* Document passage:
Identification of polarized macrophage subsets in zebrafish

Abstract

While the mammalian macrophage phenotypes have been intensively studied in vitro, the dynamic of their phenotypic polarization has never been investigated in live vertebrates. We used the zebrafish as a live model to identify and trail macrophage subtypes. We generated a transgenic line whose macrophages expressing tumour necrosis factor alpha (tnfa), a key feature of classically activated (M1) macrophages, express fluorescent proteins Tg(mpeg1:mCherryF/tnfa:eGFP-F). Using 4D-confocal microscopy, we showed that both aseptic wounding and Escherichia coli inoculation triggered macrophage recruitment, some of which started to express tnfa. RT-qPCR on Fluorescence Activated Cell Sorting (FACS)-sorted tnfa(+) and tnfa(-) macrophages showed that they, respectively, expressed M1 and alternatively activated (M2) mammalian markers. Fate tracing of tnfa(+) macrophages during the time-course of inflammation demonstrated that pro-inflammatory macrophages converted into M2-like phenotype during the resolution step. Our results reveal the diversity and plasticity of zebrafish macrophage subsets and underline the similarities with mammalian macrophages proposing a new system to study macrophage functional dynamic.

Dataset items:
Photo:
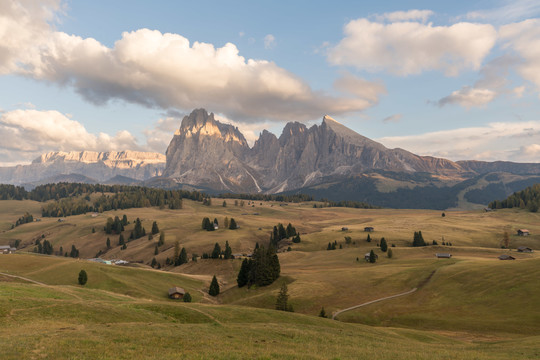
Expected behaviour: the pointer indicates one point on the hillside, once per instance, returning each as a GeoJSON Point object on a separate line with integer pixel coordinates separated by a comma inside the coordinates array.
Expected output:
{"type": "Point", "coordinates": [105, 324]}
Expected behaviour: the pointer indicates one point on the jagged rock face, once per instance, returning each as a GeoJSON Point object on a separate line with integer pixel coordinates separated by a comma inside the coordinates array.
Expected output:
{"type": "Point", "coordinates": [99, 166]}
{"type": "Point", "coordinates": [209, 153]}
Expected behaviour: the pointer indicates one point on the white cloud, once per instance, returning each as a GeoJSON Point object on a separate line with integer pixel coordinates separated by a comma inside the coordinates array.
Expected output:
{"type": "Point", "coordinates": [405, 48]}
{"type": "Point", "coordinates": [27, 134]}
{"type": "Point", "coordinates": [468, 97]}
{"type": "Point", "coordinates": [494, 141]}
{"type": "Point", "coordinates": [393, 118]}
{"type": "Point", "coordinates": [269, 42]}
{"type": "Point", "coordinates": [409, 15]}
{"type": "Point", "coordinates": [524, 39]}
{"type": "Point", "coordinates": [513, 10]}
{"type": "Point", "coordinates": [166, 71]}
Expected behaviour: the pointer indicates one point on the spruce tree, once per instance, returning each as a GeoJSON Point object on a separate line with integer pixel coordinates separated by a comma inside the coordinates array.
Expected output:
{"type": "Point", "coordinates": [384, 245]}
{"type": "Point", "coordinates": [155, 228]}
{"type": "Point", "coordinates": [372, 257]}
{"type": "Point", "coordinates": [216, 252]}
{"type": "Point", "coordinates": [243, 275]}
{"type": "Point", "coordinates": [282, 298]}
{"type": "Point", "coordinates": [161, 240]}
{"type": "Point", "coordinates": [182, 257]}
{"type": "Point", "coordinates": [214, 287]}
{"type": "Point", "coordinates": [228, 251]}
{"type": "Point", "coordinates": [83, 277]}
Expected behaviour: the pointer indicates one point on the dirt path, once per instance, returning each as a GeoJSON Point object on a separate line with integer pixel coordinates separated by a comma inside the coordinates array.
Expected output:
{"type": "Point", "coordinates": [335, 314]}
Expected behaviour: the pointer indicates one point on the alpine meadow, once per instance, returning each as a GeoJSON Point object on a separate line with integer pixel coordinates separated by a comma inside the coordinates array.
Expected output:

* Your instructions: In the abstract on zebrafish macrophages, what did fate tracing of tnfa(+) macrophages during inflammation show?

* Result of this task: Pro-inflammatory macrophages converted into an M2-like phenotype during the resolution step.